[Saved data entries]
----

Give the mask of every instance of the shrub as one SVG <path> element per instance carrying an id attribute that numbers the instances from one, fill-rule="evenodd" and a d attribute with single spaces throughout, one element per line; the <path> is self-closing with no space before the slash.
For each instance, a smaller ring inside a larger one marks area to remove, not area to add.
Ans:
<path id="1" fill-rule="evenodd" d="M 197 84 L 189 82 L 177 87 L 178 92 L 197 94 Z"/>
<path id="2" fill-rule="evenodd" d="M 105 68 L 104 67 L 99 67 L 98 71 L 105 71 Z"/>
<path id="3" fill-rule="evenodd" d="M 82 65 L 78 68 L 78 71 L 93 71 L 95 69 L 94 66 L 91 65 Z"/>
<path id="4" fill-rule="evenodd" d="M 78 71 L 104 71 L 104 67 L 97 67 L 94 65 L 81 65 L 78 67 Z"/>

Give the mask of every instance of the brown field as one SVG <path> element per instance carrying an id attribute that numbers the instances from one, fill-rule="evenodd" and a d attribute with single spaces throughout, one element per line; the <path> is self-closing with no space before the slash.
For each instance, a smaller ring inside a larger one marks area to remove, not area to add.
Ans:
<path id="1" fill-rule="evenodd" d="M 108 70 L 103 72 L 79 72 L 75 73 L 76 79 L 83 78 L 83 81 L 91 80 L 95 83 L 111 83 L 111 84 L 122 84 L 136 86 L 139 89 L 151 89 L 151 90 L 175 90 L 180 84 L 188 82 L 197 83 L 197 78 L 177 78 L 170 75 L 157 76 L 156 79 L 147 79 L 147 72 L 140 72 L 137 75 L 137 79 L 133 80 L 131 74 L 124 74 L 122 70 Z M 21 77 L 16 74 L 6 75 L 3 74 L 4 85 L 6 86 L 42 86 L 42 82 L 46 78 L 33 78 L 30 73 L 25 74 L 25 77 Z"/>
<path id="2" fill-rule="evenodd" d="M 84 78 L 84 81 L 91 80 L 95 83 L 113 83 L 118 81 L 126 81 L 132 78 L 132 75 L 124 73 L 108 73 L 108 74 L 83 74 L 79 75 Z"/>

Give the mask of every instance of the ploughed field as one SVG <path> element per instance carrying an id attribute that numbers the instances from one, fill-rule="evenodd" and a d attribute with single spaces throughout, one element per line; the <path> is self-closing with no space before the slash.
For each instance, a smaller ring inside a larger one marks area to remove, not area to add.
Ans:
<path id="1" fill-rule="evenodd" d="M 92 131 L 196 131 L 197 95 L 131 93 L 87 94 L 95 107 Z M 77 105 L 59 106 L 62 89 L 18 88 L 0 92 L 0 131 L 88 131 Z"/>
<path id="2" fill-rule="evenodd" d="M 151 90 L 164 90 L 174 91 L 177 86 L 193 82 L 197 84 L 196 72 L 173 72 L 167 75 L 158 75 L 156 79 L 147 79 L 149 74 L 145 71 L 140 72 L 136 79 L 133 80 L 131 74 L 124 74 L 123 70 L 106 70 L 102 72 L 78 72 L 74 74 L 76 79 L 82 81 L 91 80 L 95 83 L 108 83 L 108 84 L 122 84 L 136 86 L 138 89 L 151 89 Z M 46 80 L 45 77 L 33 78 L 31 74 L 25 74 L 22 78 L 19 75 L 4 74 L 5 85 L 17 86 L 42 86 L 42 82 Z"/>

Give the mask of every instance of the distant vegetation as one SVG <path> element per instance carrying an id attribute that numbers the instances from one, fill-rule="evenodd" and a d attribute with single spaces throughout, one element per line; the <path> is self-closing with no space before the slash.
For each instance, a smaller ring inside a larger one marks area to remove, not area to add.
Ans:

----

Task to complete: Restate the records word for word, keeping every line.

Task response:
Give the mask of every instance of the shrub as one SVG <path> element per instance carrying an id attribute that numbers the instances from one, fill-rule="evenodd" and a d attribute with single spaces throughout, one element per line; the <path> is self-closing with no space before the slash.
For each instance, a smaller ring inside a larger one marks area to remove, not area to add.
Ans:
<path id="1" fill-rule="evenodd" d="M 197 84 L 189 82 L 177 87 L 178 92 L 197 94 Z"/>
<path id="2" fill-rule="evenodd" d="M 105 68 L 104 67 L 99 67 L 98 71 L 105 71 Z"/>
<path id="3" fill-rule="evenodd" d="M 82 65 L 78 68 L 78 71 L 93 71 L 95 69 L 94 66 L 91 65 Z"/>
<path id="4" fill-rule="evenodd" d="M 78 71 L 104 71 L 104 67 L 97 67 L 94 65 L 81 65 L 78 67 Z"/>

Give the mask of every instance of the brown field as one SVG <path> element per instance carrying an id attribute that numbers the instances from one, fill-rule="evenodd" and a d attribute with single spaces throughout, one element per line; the <path> is self-closing with no space before the slash.
For each instance, a smaller ring inside a larger one marks area to remove, not area to add.
Ans:
<path id="1" fill-rule="evenodd" d="M 108 70 L 103 72 L 79 72 L 75 73 L 76 79 L 83 78 L 83 81 L 91 80 L 95 83 L 111 83 L 111 84 L 122 84 L 136 86 L 139 89 L 151 89 L 151 90 L 175 90 L 180 84 L 188 82 L 197 83 L 197 78 L 177 78 L 170 75 L 157 76 L 156 79 L 147 79 L 147 72 L 140 72 L 137 75 L 137 79 L 133 80 L 131 74 L 124 74 L 122 70 Z M 21 77 L 16 74 L 6 75 L 3 74 L 4 85 L 6 86 L 42 86 L 42 82 L 46 78 L 33 78 L 30 73 L 25 74 L 25 77 Z"/>
<path id="2" fill-rule="evenodd" d="M 84 78 L 84 81 L 91 80 L 95 83 L 113 83 L 118 81 L 126 81 L 132 78 L 132 75 L 124 73 L 108 73 L 108 74 L 83 74 L 79 75 Z"/>

Give the mask of every instance of the ploughed field as one SVG <path> element per instance carrying an id attribute that numbers the instances from one, fill-rule="evenodd" and a d attribute with single spaces throughout, one element per line; the <path> is self-closing with no space before the slash.
For each instance, a smaller ring inside a larger one marks area to remove, not area to add.
Ans:
<path id="1" fill-rule="evenodd" d="M 92 131 L 196 131 L 197 95 L 131 93 L 87 94 L 95 107 Z M 77 105 L 59 106 L 62 89 L 18 88 L 0 92 L 0 131 L 88 131 Z"/>
<path id="2" fill-rule="evenodd" d="M 151 90 L 164 90 L 174 91 L 177 86 L 193 82 L 197 84 L 196 72 L 173 72 L 167 75 L 158 75 L 156 79 L 147 79 L 149 74 L 145 71 L 140 72 L 136 79 L 133 80 L 131 74 L 124 74 L 123 70 L 106 70 L 102 72 L 78 72 L 74 74 L 76 79 L 82 81 L 91 80 L 95 83 L 108 83 L 108 84 L 122 84 L 136 86 L 138 89 L 151 89 Z M 46 80 L 45 77 L 33 78 L 31 74 L 25 74 L 22 78 L 19 75 L 4 74 L 5 85 L 17 86 L 42 86 L 42 82 Z"/>

Give the mask of every instance of the distant vegetation as one SVG <path> element per instance carrying an id attribute that numbers the instances from one, fill-rule="evenodd" and a d attribute with single spaces throughout, one element per line; the <path> is self-closing with no space before the slash.
For each instance, a smaller ring inside a larger one marks area to remove, not area to add.
Ans:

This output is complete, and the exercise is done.